- EXERCISE INPUT -
+++
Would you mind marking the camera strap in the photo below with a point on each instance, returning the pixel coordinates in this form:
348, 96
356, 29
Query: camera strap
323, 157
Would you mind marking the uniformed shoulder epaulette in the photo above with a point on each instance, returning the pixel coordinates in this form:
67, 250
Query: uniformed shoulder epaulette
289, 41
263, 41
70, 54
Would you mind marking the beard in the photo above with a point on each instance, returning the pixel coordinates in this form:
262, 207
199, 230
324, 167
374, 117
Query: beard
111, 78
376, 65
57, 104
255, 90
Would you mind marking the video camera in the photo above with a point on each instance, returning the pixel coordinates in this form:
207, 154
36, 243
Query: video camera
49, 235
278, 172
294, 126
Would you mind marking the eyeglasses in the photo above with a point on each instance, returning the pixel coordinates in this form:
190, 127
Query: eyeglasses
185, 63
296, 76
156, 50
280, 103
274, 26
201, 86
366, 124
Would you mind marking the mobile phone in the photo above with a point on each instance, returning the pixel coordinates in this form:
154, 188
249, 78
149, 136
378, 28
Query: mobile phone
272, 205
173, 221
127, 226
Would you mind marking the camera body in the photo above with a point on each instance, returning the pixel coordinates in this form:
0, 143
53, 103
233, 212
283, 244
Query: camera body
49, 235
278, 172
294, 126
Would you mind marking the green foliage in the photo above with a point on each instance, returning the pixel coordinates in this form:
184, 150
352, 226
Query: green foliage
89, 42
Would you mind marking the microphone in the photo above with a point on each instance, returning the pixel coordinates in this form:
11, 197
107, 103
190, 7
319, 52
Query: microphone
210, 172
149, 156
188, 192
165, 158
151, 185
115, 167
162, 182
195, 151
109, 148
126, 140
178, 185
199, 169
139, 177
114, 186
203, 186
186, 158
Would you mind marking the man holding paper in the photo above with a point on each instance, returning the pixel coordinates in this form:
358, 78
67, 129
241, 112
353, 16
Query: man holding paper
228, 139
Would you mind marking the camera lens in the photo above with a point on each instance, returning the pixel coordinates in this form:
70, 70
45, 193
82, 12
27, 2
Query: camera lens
+++
- EXERCISE BRIEF -
Each entry should be reproduced in the output exactly.

- ANSWER FOR THIS EXERCISE -
Would you mind marking the camera strap in the photo below with a point on each instance, returning the pixel coordinates in this form:
348, 96
356, 29
Query: camera strap
323, 157
Would you mind marking the uniformed shoulder epaulette in the photo above with a point on each instance, returning the pixel coordinates in this form:
67, 250
Query: uniformed shoulder epaulette
289, 41
263, 41
70, 54
Would you mind marking the beard in the photo above with a point on each instance, returning the pixel coordinates in this form:
262, 207
199, 230
324, 167
374, 117
Query: beard
111, 78
376, 65
57, 104
255, 90
Would you mind marking the video camera in the photo above with a point on each instance, returning the pixel coordinates in this form:
207, 154
36, 243
Query: video camera
49, 235
278, 172
294, 126
Would you mind marking the eyeglasses in the photo above with a point on each instance, returning the pixel coordinates in this form:
190, 127
Query: eyeglasses
185, 63
296, 76
156, 50
280, 103
274, 26
201, 86
366, 124
Would you mind marking the mobile phone in the photo above with a point on each instance, returning the pixel coordinates in this form:
154, 188
249, 78
149, 136
378, 28
Query: mobile phone
272, 205
173, 221
127, 226
Would you mind marking the camera body in the photo above with a point on each instance, returning the pixel coordinates in this form:
0, 143
53, 103
233, 212
283, 244
Query: camera body
49, 235
278, 172
294, 126
Would you mind marking the green foliage in the photo above with a point on each instance, returning the pixel coordinates in this form:
184, 150
352, 226
Query: green foliage
89, 42
Would you mind marking the microphone in the photo above with a point on each instance, returning the pixel coordinates in this form:
11, 197
107, 103
190, 7
319, 52
Query: microphone
210, 172
149, 156
188, 192
165, 158
151, 185
115, 167
162, 182
195, 151
109, 148
126, 140
178, 185
199, 169
139, 177
114, 186
203, 186
186, 158
Would you mind marking the man holding paper in the photo above with a point on each instance, returning the pixel coordinates in this form:
358, 78
67, 129
241, 112
353, 16
Query: man holding paper
228, 139
Would you mind marking the camera lens in the photo above with a point on each instance, returning the pixel coordinates in this form:
70, 70
45, 193
82, 12
27, 2
Query: camera lens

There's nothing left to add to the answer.